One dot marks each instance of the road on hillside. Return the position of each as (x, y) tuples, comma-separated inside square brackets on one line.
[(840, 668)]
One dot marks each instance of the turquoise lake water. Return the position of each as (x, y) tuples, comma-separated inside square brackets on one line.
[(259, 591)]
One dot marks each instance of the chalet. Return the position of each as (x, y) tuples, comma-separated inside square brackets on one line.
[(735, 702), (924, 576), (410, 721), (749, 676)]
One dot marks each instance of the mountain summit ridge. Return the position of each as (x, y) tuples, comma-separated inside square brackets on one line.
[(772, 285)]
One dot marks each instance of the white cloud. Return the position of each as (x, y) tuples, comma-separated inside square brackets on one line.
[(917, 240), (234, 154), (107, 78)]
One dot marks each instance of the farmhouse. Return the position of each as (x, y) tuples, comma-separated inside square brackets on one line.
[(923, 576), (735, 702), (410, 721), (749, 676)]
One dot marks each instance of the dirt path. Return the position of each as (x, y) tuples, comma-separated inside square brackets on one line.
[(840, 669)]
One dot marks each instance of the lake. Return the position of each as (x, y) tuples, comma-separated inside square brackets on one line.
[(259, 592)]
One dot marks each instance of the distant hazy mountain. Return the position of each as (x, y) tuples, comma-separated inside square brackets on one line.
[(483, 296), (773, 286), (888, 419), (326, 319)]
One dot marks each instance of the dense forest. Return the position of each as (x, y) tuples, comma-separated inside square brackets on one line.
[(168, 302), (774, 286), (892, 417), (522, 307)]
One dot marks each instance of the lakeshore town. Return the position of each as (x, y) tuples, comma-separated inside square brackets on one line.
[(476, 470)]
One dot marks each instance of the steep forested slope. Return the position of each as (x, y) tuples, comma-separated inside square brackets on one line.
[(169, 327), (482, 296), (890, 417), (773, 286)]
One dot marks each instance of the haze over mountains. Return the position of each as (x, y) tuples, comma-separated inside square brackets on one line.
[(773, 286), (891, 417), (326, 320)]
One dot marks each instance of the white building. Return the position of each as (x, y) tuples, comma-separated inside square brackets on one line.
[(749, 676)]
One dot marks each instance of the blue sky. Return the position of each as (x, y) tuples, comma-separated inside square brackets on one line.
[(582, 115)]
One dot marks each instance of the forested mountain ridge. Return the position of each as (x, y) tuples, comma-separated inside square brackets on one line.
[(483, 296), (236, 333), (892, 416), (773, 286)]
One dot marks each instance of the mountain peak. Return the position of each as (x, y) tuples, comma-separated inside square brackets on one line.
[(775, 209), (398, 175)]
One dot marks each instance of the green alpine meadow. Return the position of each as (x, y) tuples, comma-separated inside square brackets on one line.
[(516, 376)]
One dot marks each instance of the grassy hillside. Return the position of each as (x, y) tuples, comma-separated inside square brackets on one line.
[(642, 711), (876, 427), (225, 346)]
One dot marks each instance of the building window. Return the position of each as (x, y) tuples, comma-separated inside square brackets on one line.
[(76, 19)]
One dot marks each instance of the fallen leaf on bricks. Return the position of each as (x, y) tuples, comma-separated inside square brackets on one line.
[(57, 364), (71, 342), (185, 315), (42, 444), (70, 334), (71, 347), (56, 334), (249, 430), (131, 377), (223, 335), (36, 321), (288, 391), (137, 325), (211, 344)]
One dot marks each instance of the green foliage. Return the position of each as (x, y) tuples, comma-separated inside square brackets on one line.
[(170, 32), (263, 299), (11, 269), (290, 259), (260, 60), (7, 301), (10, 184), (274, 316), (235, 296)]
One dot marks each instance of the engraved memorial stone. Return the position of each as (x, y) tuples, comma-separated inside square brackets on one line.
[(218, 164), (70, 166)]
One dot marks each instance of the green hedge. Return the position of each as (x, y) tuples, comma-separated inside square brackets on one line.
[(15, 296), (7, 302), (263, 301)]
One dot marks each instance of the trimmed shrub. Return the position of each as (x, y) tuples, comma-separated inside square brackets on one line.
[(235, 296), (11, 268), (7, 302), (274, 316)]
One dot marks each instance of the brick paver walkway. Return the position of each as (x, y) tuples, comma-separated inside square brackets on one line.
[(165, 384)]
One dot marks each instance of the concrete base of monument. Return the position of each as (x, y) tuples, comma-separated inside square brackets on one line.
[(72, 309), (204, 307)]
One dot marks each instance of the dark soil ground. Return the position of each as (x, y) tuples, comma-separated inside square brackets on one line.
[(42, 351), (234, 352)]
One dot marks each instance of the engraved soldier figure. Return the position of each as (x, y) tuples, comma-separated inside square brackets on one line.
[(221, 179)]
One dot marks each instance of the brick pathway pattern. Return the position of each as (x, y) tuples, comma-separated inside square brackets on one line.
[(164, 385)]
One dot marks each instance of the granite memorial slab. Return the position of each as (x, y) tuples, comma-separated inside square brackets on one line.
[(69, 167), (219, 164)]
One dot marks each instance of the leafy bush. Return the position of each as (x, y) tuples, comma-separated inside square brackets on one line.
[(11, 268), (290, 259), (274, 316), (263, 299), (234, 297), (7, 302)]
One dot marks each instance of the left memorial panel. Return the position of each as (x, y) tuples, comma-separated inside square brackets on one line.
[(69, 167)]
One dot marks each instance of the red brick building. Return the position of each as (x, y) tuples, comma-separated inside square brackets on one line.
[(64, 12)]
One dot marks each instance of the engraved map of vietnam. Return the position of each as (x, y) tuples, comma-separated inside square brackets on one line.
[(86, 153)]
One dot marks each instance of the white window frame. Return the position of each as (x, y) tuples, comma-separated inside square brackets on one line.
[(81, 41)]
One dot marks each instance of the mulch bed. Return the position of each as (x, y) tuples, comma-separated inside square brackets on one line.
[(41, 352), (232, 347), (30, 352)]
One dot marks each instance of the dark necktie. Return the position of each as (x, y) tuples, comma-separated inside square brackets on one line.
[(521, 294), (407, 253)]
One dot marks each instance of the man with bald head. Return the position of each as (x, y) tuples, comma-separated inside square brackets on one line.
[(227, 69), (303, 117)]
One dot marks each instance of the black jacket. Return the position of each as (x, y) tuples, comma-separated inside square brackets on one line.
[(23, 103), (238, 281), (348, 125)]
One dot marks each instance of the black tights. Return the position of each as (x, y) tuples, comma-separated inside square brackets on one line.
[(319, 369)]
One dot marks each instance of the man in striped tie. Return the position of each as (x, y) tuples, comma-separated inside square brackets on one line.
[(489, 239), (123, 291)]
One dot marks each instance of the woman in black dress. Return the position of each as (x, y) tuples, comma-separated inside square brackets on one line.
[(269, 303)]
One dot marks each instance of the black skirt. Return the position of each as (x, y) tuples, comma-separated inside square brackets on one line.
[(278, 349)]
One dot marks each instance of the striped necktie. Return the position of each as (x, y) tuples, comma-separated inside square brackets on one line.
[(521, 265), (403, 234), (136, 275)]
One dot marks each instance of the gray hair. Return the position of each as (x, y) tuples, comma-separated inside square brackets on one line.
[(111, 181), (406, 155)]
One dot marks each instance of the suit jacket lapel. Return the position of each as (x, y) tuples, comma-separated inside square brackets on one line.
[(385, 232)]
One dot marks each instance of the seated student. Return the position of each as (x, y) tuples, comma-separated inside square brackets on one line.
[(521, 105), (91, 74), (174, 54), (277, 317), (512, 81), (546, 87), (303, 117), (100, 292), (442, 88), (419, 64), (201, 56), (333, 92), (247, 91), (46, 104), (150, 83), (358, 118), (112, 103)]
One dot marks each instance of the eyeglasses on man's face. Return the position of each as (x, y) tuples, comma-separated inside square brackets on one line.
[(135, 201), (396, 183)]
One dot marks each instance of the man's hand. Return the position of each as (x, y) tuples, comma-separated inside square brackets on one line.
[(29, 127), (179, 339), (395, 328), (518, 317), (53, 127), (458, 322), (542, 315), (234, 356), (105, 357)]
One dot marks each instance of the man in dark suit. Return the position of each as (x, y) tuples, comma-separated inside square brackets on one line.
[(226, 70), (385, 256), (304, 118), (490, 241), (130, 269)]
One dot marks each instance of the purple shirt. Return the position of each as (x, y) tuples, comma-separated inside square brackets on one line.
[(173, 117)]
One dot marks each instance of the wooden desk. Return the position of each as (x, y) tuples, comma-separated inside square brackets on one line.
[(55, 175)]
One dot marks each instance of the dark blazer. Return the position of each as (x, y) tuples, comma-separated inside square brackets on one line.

·····

▶ [Prompt] Begin at the line containing "One dot marks each instance of the striped" and reproduce each line through the end of the records above.

▶ [Reply to the exercise]
One dot marks each instance of the striped necktie. Return the position of each as (x, y) tuples, comma-separated inside square brackets on one line.
[(521, 265), (403, 234), (136, 275)]
One dot marks each instance of the gray hair. Return the position of each as (x, y) tuples, comma-separated inside square brackets on one line.
[(111, 181), (406, 155)]
One dot marks each instance of the suit jacket lapel. Return the position of each as (x, y) tuples, comma-separated inside square brackets on one line.
[(385, 232)]
One dot marks each instance of the seated student. Return the position of each as (x, y) tuples, comma-separated inside square brackets on one line.
[(521, 105), (91, 74), (174, 54), (277, 317), (512, 81), (546, 87), (303, 117), (100, 292), (442, 88), (419, 64), (201, 56), (333, 92), (247, 91), (46, 104), (150, 83), (358, 118), (112, 103)]
One dot marks each instance of the eyeglasses on man's face. Return the position of each as (x, y) tuples, comma-separated inside square brackets on one line.
[(135, 201), (396, 183)]
One dot marks each instance of the man's hand. Return the position of each as (x, y) tuples, comma-separated inside square brackets on one line.
[(29, 127), (179, 339), (395, 328), (518, 317), (53, 127), (458, 322), (542, 315), (234, 356), (105, 357)]
One dot marks each instance of the man in dark suit. Return the position of each as (x, y) tuples, comma-separated inside square brackets on one line.
[(226, 70), (385, 256), (304, 118), (490, 241), (130, 269)]
One dot marks each instance of the purple shirt. Return the position of each as (x, y) tuples, comma-separated inside square brackets on one line.
[(173, 117)]
One dot marks each instance of the wooden desk. Return the position of each as (x, y) tuples, comma-separated inside square brackets on one line.
[(55, 175)]
One dot marks each instance of the dark blazer. Return the position of each as (x, y) tuples, comma-separated inside square brackets on one line.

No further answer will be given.